Problems:
- A) In the new media passage, rewrite the paragraph that begins "First, let's get the money stuff out of the way" as a short list that keeps its main facts.
- B) Output the part of the new media passage that begins at the words "The financial columns" and stops after the words "the national press.", copied word for word.
- C) Write the next part of the new media passage, picking up after its last sentence.

Source passage:
--- begin ---

It's fair to imagine that those who celebrated another year of the internet at the New Statesman's 2006 awards ceremony were feeling pretty pleased with themselves. Not since the time of the pre-Millennial boom has new media made so many headlines in one year, at least in those publications still printing on dead trees; and for good reason.

The financial columns bulged with speculation, as media giants gobbled up minnow start-ups for unbelievable sums, after the first dotcom bubble burst. The international pages were full of stories from across the Atlantic of Silicon Valley collusion in Chinese repression and plots to destroy the neutrality of the internet. More recently, the old guard of the British press have taken their first steps into citizen journalism, via podcasting and other such endeavours dismissed as mere fripperies only two years ago. And the Westminster blogging scene finally broke its first story in the national press.

First, let's get the money stuff out of the way. In July last year, Rupert Murdoch's News Corporation bought the parent company of social networking site MySpace for $580m. In September, eBay snagged internet telephony leader Skype for $2.6bn. Then a pre-Christmas spree saw ITV forking out $208m for Friends Reunited, and Yahoo! grabbing social bookmarking company del.icio.us for an undisclosed sum rumoured to be in the tens of millions. And in March this year Google came out of the closet as a competitor to Microsoft when it bought online word processing site Writely. Those in the know followed the action on former VC Michael Harrington's blog, Techcrunch, where European endeavours like RSS-driven personal homepage Netvibes were just as likely to get a mention as Silicon Valley start-ups.

Meanwhile, serious debate on internet governance finally seeped out of the niche press into the mainstream. At the World Summit on the Information Society in November, we debated whether the UN or US-backed ICANN should "control the internet". Then, when Google launched services in China which returned rather odd results for the search term "democracy" we held Larry Page, Sergey Brin and their counterparts at Yahoo! and MSN to account for collaborating with the authorities while the Chinese government was suppressing dissent.

And when US telcos offered to "improve" the web with what looked like two-tiered pricing, we cried "network neutrality" and took to the streets in protest. Well, almost. But we cared, at least; we understood. And for those who have been campaigning on similar issues for years, that's a heartening step forward.

Perhaps the reason old media gave a care this time around was the investment they had started to make in the medium. In May 2005, the BBC had announced a download and podcast trial, but it wasn't until November, when the Guardian launched, with much fanfare, the Ricky Gervais podcast, that the potential for the new form of audio distribution became clear. Gervais's riffs with Stephen Merchant and Karl Pilkington will go down in the Guinness book of records as the most popular podcast to date, with more than a quarter of a million downloads.

--- end ---

Data excerpt:
--- begin ---

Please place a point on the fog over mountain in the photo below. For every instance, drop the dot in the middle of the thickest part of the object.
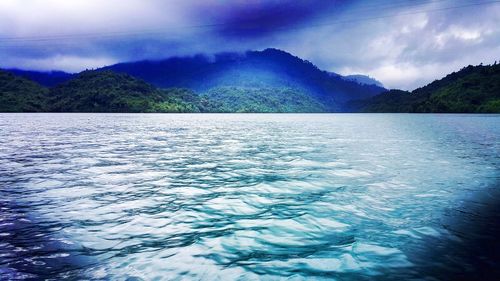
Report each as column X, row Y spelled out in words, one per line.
column 403, row 44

--- end ---

Results:
- A)
- July 2005: Rupert Murdoch's News Corporation bought MySpace's parent company for $580m.
- September: eBay bought internet telephony leader Skype for $2.6bn.
- Before Christmas: ITV paid $208m for Friends Reunited, and Yahoo! bought social bookmarking company del.icio.us for an undisclosed sum rumored to be in the tens of millions.
- March this year: Google bought online word processing site Writely, showing itself as a competitor to Microsoft.
- Insiders followed these deals on Techcrunch, the blog of former VC Michael Harrington. It covered European ventures such as Netvibes as readily as Silicon Valley start-ups.

- B)
The financial columns bulged with speculation, as media giants gobbled up minnow start-ups for unbelievable sums, after the first dotcom bubble burst. The international pages were full of stories from across the Atlantic of Silicon Valley collusion in Chinese repression and plots to destroy the neutrality of the internet. More recently, the old guard of the British press have taken their first steps into citizen journalism, via podcasting and other such endeavours dismissed as mere fripperies only two years ago. And the Westminster blogging scene finally broke its first story in the national press.

- C)
In March The Guardian launched Comment is Free, its take on citizen media. Although both Tony Blair and Hannah Pool, among others, got a rough ride from the seasoned bloggers who populated the site's comment stream, columnists like Timothy Garton-Ash got it right, using the space as a resource to consult readers on future ideas. Meanwhile, BBC Online unveiled a new focus on user-generated content as part of its Creative Future strategy and Reuters partnered with international blogging activists Global Voices, having brought hundreds of GV bloggers from all over the world to a special conference in their Canary Wharf headquarters in December.

All this establishment action only served to encourage the grassroots. At the launch party for this year's awards, the New Statesman's own Kathryn Corrick looked forward to the day that UK bloggers got their first scoop in the national press. It wasn't long in coming. When Guido Fawkes led with a story the papers were too scared to print on John Prescott's "third mistress" it added fuel to the fire already raging over his connections with US billionaire Philip Anschutz, and led to some embarrassing bumbling by the Deputy PM live on Radio 4's Today programme: "I think that it's called the internet or something - blogs is it? - I don't know, I have only just got used to letters, I haven't got used to all this new technology."

And so, as the sun sets on this year's awards, the mind turns to what might be in store for next year. The web is in hyperdrive. No doubt the events of next year will dwarf the money, contention, influence and scandal generated by online activity in 2005-2006. Here's to it.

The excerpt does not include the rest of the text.